### DATA IN THIS EXERCISE

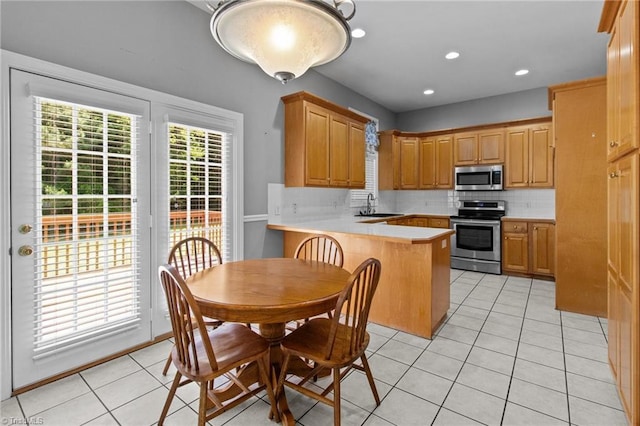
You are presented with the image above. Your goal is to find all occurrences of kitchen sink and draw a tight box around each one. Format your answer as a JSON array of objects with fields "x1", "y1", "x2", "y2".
[{"x1": 356, "y1": 213, "x2": 402, "y2": 217}]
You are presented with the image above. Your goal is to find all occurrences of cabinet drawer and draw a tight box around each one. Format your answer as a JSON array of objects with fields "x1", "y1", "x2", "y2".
[{"x1": 502, "y1": 220, "x2": 529, "y2": 234}]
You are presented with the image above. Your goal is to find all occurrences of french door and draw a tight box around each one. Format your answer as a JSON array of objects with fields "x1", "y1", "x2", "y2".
[{"x1": 10, "y1": 70, "x2": 155, "y2": 388}]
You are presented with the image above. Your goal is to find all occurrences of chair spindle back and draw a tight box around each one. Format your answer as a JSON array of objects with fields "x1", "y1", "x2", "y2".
[
  {"x1": 158, "y1": 264, "x2": 217, "y2": 371},
  {"x1": 325, "y1": 258, "x2": 381, "y2": 359},
  {"x1": 293, "y1": 235, "x2": 344, "y2": 268},
  {"x1": 168, "y1": 237, "x2": 222, "y2": 279}
]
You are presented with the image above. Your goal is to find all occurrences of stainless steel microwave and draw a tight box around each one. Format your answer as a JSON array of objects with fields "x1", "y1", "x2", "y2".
[{"x1": 455, "y1": 164, "x2": 504, "y2": 191}]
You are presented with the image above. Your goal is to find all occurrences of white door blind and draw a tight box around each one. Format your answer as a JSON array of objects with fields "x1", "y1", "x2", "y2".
[
  {"x1": 351, "y1": 152, "x2": 378, "y2": 207},
  {"x1": 169, "y1": 123, "x2": 231, "y2": 261},
  {"x1": 33, "y1": 97, "x2": 141, "y2": 357}
]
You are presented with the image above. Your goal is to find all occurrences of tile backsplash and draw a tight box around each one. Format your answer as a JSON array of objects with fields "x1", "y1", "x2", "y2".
[{"x1": 267, "y1": 183, "x2": 555, "y2": 223}]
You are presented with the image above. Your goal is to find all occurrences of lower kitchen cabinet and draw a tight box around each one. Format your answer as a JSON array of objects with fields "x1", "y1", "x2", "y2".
[
  {"x1": 502, "y1": 221, "x2": 529, "y2": 274},
  {"x1": 502, "y1": 220, "x2": 555, "y2": 277}
]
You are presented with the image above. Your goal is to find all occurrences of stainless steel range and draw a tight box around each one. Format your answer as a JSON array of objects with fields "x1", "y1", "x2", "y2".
[{"x1": 451, "y1": 200, "x2": 506, "y2": 274}]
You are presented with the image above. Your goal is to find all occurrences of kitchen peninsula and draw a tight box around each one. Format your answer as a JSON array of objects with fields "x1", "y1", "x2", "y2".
[{"x1": 267, "y1": 218, "x2": 453, "y2": 339}]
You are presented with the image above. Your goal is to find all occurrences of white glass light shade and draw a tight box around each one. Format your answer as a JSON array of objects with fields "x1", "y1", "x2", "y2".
[{"x1": 211, "y1": 0, "x2": 351, "y2": 83}]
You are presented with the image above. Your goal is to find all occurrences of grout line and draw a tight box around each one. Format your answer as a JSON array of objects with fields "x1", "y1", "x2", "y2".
[
  {"x1": 560, "y1": 311, "x2": 571, "y2": 424},
  {"x1": 428, "y1": 273, "x2": 515, "y2": 425},
  {"x1": 500, "y1": 279, "x2": 533, "y2": 424}
]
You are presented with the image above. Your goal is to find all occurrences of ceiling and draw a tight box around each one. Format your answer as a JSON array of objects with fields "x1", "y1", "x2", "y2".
[{"x1": 187, "y1": 0, "x2": 609, "y2": 112}]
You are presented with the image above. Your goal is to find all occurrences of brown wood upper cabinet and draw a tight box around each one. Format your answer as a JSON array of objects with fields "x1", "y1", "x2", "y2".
[
  {"x1": 453, "y1": 128, "x2": 504, "y2": 166},
  {"x1": 505, "y1": 123, "x2": 553, "y2": 188},
  {"x1": 600, "y1": 1, "x2": 640, "y2": 161},
  {"x1": 418, "y1": 135, "x2": 453, "y2": 189},
  {"x1": 282, "y1": 92, "x2": 368, "y2": 188},
  {"x1": 378, "y1": 131, "x2": 453, "y2": 190}
]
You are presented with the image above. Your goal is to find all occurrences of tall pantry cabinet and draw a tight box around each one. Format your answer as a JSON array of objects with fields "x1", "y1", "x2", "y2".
[
  {"x1": 549, "y1": 77, "x2": 608, "y2": 317},
  {"x1": 598, "y1": 0, "x2": 640, "y2": 425}
]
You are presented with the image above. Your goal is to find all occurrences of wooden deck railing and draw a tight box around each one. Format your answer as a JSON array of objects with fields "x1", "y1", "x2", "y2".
[{"x1": 40, "y1": 210, "x2": 222, "y2": 278}]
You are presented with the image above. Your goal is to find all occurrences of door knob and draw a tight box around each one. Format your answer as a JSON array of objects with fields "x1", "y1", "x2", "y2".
[
  {"x1": 18, "y1": 246, "x2": 33, "y2": 256},
  {"x1": 18, "y1": 223, "x2": 33, "y2": 234}
]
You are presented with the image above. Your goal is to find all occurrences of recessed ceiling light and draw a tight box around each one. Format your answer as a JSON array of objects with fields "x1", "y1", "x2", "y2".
[{"x1": 351, "y1": 28, "x2": 366, "y2": 38}]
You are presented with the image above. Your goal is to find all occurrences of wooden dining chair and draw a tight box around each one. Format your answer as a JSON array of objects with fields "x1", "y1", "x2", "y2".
[
  {"x1": 162, "y1": 237, "x2": 222, "y2": 376},
  {"x1": 158, "y1": 264, "x2": 279, "y2": 425},
  {"x1": 276, "y1": 258, "x2": 380, "y2": 426},
  {"x1": 168, "y1": 237, "x2": 222, "y2": 280},
  {"x1": 287, "y1": 234, "x2": 344, "y2": 331},
  {"x1": 293, "y1": 234, "x2": 344, "y2": 268}
]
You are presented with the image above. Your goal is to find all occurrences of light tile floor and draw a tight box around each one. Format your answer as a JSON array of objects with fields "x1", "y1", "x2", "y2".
[{"x1": 1, "y1": 270, "x2": 627, "y2": 426}]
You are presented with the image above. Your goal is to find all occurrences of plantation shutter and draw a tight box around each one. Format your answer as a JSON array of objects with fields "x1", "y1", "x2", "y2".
[
  {"x1": 168, "y1": 122, "x2": 233, "y2": 261},
  {"x1": 32, "y1": 96, "x2": 142, "y2": 358}
]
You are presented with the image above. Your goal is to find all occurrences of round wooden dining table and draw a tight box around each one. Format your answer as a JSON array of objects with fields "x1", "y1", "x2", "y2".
[{"x1": 186, "y1": 258, "x2": 351, "y2": 424}]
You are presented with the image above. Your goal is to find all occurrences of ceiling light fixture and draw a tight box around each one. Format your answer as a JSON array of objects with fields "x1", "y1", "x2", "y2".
[{"x1": 209, "y1": 0, "x2": 356, "y2": 84}]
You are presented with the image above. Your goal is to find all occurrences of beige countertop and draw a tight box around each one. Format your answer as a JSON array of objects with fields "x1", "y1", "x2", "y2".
[
  {"x1": 502, "y1": 216, "x2": 556, "y2": 224},
  {"x1": 267, "y1": 217, "x2": 454, "y2": 244}
]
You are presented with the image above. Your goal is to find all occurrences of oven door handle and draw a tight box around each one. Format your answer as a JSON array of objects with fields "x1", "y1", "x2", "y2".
[{"x1": 451, "y1": 220, "x2": 500, "y2": 227}]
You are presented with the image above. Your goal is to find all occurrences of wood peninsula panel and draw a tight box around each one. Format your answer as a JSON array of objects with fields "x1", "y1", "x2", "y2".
[{"x1": 284, "y1": 231, "x2": 450, "y2": 339}]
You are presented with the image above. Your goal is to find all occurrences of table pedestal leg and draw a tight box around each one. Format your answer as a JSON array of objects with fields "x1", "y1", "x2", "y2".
[{"x1": 260, "y1": 323, "x2": 295, "y2": 425}]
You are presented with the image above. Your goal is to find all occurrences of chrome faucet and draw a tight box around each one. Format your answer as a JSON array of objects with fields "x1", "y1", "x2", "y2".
[{"x1": 367, "y1": 192, "x2": 374, "y2": 214}]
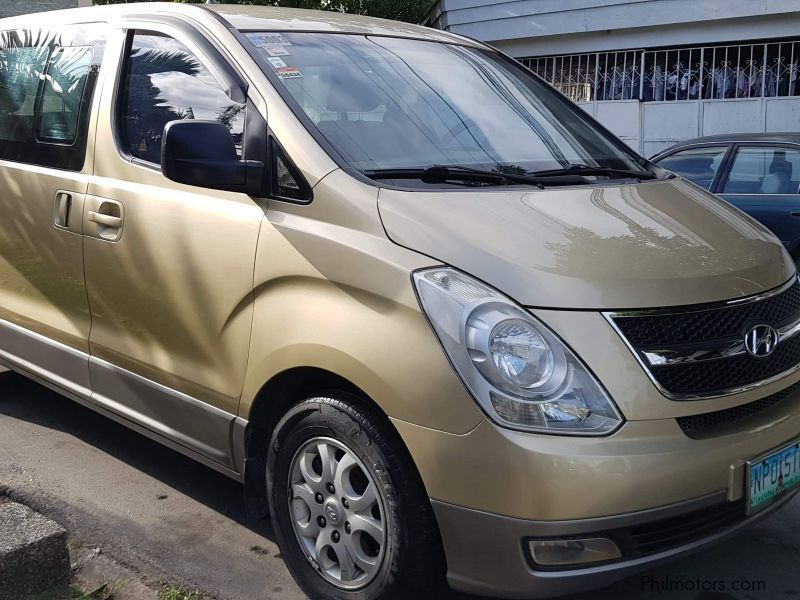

######

**DIRECTION**
Please copy out, in full, each line of the material above that contains the string "door".

**TASK ANSWER**
You are presented with the image above. Your goal is to find all occurrences of french door and draw a tight box around each one. Format your answer as a JSON array of objects with fields "x1", "y1", "x2", "y2".
You are presented with the image above. Your goal is to find all occurrences of white door blind and draw a tight box around each one. Format your answer as a JSON array of objects with fields "x1", "y1", "x2", "y2".
You are presented with the image above. Your goal is to find all occurrences of door knob and draw a tight box around each one. Format your answer as a JSON array of objects with fields "x1", "y1", "x2", "y2".
You are presented with the image above. Your goal is to find all occurrences of oven door handle and draw a tight box around each one. Format your answer as a JSON array of objects with fields "x1", "y1", "x2", "y2".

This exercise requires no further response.